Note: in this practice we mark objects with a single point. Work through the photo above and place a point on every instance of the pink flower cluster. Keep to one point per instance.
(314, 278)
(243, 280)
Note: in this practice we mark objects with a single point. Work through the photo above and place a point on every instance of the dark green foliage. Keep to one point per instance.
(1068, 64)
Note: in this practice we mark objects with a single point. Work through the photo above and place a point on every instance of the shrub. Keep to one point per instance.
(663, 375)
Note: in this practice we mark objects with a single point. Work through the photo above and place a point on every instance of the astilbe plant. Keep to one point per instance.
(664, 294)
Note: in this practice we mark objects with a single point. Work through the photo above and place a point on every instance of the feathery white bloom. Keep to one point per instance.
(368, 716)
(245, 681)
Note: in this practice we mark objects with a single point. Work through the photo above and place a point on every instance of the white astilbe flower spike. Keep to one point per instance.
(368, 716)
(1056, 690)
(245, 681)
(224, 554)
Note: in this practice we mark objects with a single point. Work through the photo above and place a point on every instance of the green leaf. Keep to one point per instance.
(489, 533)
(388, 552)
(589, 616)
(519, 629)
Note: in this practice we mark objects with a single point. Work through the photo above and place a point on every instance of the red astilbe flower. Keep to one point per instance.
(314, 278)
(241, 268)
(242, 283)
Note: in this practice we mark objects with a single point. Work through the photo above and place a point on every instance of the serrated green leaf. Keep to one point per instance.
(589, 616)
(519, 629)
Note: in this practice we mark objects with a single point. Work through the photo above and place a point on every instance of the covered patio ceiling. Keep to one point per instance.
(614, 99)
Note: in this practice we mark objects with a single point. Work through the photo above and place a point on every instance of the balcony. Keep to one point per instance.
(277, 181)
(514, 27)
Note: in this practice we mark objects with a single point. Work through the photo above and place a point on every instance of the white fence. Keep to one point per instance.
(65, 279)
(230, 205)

**Problem:** Exactly as written, output the material once more.

**Output of the exercise:**
Note: in this practice we mark objects with a single point. Work through the photo above and place a point on every instance of the pink flower cluster. Keep to one point per instance.
(314, 278)
(243, 280)
Note: in this practice we mark objects with a single point. Work through the photo above and place a point on every instance of the dark green foliage. Keep to one point per instance.
(1068, 64)
Note: in this practice we mark objects with a single point. Work through the photo above and place a point on every instance of the shrub. Keep to one point per instance.
(663, 375)
Note: in this practice we mark objects with a single point. Work through the photo above and place a point on every instance of the astilbe plant. Keep to one point per instance.
(664, 294)
Note: in this practice we mark objects with a single point. Work through the photo above and place a point on every instance of the feathery white bloom. Keep to one point per instance.
(368, 716)
(245, 681)
Note: in this practice we mark objects with a single point. Work through the photo above and place a point on every instance of the white astilbe flower spike. Keep to one point per instance.
(368, 716)
(1056, 690)
(245, 681)
(224, 554)
Note: in this practice we mark objects with a single point. Work through the photo above and place a point on every instance of the green leaf. Keep to one point per instance.
(489, 533)
(388, 552)
(589, 616)
(519, 629)
Note: in this practice we mark objects with a single point. Work through the photo above and place a point on every instance of the red astilbe flower. Keep to one point per instance.
(314, 278)
(241, 268)
(242, 283)
Note: in this practice we mark objects with a single point. Work through the photo above and place a point on every instance of the serrated green leaf. Keep to one point per instance.
(589, 616)
(519, 629)
Note: in this practice we mark objects with a single point. Work through the photo above and place a point on every instance of the covered patio ceiling. Keep to one point per instance.
(614, 99)
Note: in this practice we mark objects with a single point. Work through the photo above and place a point on every instance of the balcony. Keep to one point per instance.
(277, 181)
(514, 27)
Note: in this practice we mark objects with a single point. Work through the photo above and place a point on every instance of the white fence. Keep to one point per instance.
(65, 279)
(230, 205)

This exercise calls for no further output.